Goal of the exercise — Rewrite the data from the line containing "Annotate every instance of the white" through the end of the data, both ends included. Keep every line as it appears, but raise each coordinate value in the answers by 96.

Source material —
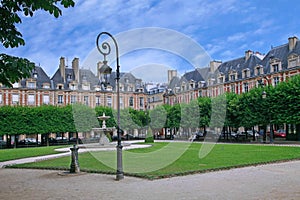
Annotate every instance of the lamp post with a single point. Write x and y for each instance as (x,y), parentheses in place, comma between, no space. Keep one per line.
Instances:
(264,96)
(105,50)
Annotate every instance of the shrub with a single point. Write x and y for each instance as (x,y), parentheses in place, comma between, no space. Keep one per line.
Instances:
(149,137)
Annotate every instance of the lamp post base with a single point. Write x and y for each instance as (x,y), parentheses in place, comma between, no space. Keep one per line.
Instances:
(120,174)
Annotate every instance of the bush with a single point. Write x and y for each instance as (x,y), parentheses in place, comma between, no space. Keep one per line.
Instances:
(149,137)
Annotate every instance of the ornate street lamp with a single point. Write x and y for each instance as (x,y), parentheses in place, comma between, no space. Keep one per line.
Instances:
(264,96)
(105,50)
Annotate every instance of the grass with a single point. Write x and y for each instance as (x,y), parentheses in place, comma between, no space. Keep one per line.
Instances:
(13,154)
(156,162)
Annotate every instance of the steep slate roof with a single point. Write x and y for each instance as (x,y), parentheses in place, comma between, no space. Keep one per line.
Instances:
(42,77)
(239,65)
(175,82)
(281,52)
(89,76)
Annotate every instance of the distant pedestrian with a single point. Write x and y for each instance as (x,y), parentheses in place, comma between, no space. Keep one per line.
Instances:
(261,134)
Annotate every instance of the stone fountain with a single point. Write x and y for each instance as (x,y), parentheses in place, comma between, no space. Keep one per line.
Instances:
(103,140)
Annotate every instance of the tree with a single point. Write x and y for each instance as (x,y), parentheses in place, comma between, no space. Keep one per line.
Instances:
(12,69)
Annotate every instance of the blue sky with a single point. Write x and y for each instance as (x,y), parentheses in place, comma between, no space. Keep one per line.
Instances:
(225,29)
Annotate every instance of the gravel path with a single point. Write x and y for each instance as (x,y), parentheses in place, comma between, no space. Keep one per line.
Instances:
(273,181)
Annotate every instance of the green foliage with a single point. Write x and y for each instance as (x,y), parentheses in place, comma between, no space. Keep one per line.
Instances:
(149,137)
(158,118)
(85,118)
(111,122)
(13,154)
(12,69)
(221,157)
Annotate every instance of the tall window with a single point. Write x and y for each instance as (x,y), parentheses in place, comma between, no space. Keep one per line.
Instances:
(46,99)
(73,86)
(292,63)
(73,99)
(109,102)
(258,71)
(276,80)
(31,99)
(31,84)
(246,89)
(275,68)
(86,100)
(141,102)
(232,77)
(200,93)
(15,99)
(60,99)
(131,101)
(121,103)
(98,101)
(232,88)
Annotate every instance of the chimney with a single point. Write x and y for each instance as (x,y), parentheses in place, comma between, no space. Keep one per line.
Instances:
(171,74)
(99,64)
(214,65)
(248,54)
(292,43)
(62,68)
(75,67)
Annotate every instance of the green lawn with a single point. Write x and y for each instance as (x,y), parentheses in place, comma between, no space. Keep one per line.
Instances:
(173,159)
(12,154)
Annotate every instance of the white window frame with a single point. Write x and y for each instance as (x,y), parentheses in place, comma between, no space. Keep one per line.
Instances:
(46,99)
(15,99)
(31,99)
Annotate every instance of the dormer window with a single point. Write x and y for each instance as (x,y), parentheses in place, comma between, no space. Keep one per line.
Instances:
(293,60)
(85,86)
(275,65)
(275,68)
(46,85)
(192,84)
(31,84)
(15,85)
(246,73)
(202,83)
(73,86)
(69,77)
(232,75)
(258,70)
(221,78)
(34,74)
(60,86)
(84,78)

Result of the task —
Annotate every instance of the white window frame with a single point. Write x and y for each instance as (x,y), parentheses in place, comma between, no space. Keep one per line.
Instances:
(142,195)
(111,195)
(127,195)
Annotate every instance of the dormer window with a single point. Write x and y for each instance as (x,y), parentheses in place, comma between, no space. Keep one per line.
Instances:
(389,156)
(181,182)
(371,161)
(371,164)
(142,181)
(288,180)
(127,180)
(111,181)
(342,169)
(298,179)
(169,182)
(165,173)
(328,171)
(354,166)
(317,174)
(130,170)
(156,182)
(180,174)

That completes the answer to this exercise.